--- GIVEN ENTRIES ---

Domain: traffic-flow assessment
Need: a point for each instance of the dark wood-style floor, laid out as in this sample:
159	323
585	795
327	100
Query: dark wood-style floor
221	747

---

(SET PROBLEM) Reproduce the entries above verbatim, keeping every line and value unchanged.

(RESULT OF THIS EXERCISE)
Domain: traffic-flow assessment
Need: a point for each instance of the dark wood-style floor, laid out as in this sample:
159	323
585	795
327	100
Query: dark wood-style floor
221	747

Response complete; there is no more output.